TEXT TO READ:
You are given a binary search tree.
You need to find out if it is valid or not.
A BST is valid if all the elements in the left tree are less than the current node
And all the elements in the right tree are greater than the current node.
This has to apply for each sub tree.
For example,
The below tree represented by [2,1,3] is valid:
But the given tree represented by
[5,1,4,null,null,3,6]
is invalid.
This is because the node 4 should be greater than the node 5 but it is not..
Also all the nodes right to the node 5 should be greater than 5 but there is a node 3 as well in addition to the node 4 which are smaller than 5.
So the tree is not a valid BST.
Try out the solution here:
https://leetcode.com/problems/validate-binary-search-tree/
Solution:
Hint:
Use DFS or BFS or inorder traversal
Explanation:
There are several approaches to this problem:
- Depth First Search
- Breadth First Search
- Recursive Inorder Traversal
- Iterative Inorder Traversal
Let’s look at each of them.
Approach 1: Depth First Search
In this case you might be tempted to compare each node with its left node value and the right node value.
That is ,
Check if current node value is greater than its left node
Check if current node value is less than its right node
Do this recursively for each node.
But this won’t work for all cases
Consider the below tree:
If you just consider the left and right node values for each node the above tree might appear as a valid BST.
But consider the node 6.
The left node to this is 4 (lesser than 6) and the right node is 7 (greater than 6).
They both obey the lesser than and greater than checks.
But the node 4 is less than the node 5.
This violates the rule:
All nodes right to the node 5 should be greater than 5.
So we can’t use this logic.
Instead we can check for lower and upper bound values for each node.
For the first node 5 there are no bounds.
So lower bound is -infinity and upper bound is +infinity.
For the node 1 left to the node 5,
The lower bound is still -infinity,
But the upper bound is 5, It cannot be equal to or greater than 5.
Similarly if you move right to the node 5.
The lower and upper bounds of the node 6 are 5 and +infinity.
For the next node 4,
The lower bound is 5 , but the value 4 is less than 5 , so the given tree is invalid and we return false.
In short,
For each node , we check if the value of the given node lies within the lower and upper bound.
here is the code:
/**
* Definition for a binary tree node.
* public class TreeNode {
* int val;
* TreeNode left;
* TreeNode right;
* TreeNode() {}
* TreeNode(int val) { this.val = val; }
* TreeNode(int val, TreeNode left, TreeNode right) {
* this.val = val;
* this.left = left;
* this.right = right;
* }
* }
*/
class Solution {
boolean valid;
public boolean isValidBST(TreeNode root) {
return dfs(root,null,null);
}
public boolean dfs(TreeNode node,Integer low,Integer high){
if(node == null) {
return true;
}
if(low != null && node.val <= low) return false;
if(high != null && node.val >= high) return false;
return dfs(node.left,low,node.val) && dfs(node.right,node.val,high);
}
}
As you see , initially we set the lower and upper bounds to null instead of infinity.
null value servers well for our purpose there.
We will ignore the bound check if the value is null .
Else you compare the lower and upper bound for the current node.
And then for the left sub tree you set the lower bound to the same lower bound value of the current node
and you set the upper bound to the current node value.
You validate the left subtree recursively this way.
Similarly.

RECORDS SUPPLIED:
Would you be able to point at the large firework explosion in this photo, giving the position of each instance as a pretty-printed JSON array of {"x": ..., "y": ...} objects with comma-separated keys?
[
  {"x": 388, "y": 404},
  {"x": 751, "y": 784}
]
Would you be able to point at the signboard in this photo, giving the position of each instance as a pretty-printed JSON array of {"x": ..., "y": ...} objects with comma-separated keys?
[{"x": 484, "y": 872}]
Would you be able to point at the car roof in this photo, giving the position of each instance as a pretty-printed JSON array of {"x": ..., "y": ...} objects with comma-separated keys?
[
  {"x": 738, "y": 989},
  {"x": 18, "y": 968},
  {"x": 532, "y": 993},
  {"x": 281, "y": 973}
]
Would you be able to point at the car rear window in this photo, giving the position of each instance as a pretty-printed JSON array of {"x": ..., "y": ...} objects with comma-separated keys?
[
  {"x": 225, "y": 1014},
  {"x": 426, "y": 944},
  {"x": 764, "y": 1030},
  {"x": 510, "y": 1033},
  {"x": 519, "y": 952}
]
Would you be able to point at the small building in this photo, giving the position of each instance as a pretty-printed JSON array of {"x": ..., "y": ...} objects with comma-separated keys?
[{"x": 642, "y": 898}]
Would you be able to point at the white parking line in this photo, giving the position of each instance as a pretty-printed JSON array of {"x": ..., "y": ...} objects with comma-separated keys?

WHAT TO WORK ON:
1. Transcribe the passage of the text on validating a binary search tree from "And then for" to "recursively this way.".
2. In the text on validating a binary search tree, what value does the code set as the initial lower and upper bounds in place of infinity?

ANSWERS TO THE EXERCISES:
1.
And then for the left sub tree you set the lower bound to the same lower bound value of the current node
and you set the upper bound to the current node value.
You validate the left subtree recursively this way.

2. Null.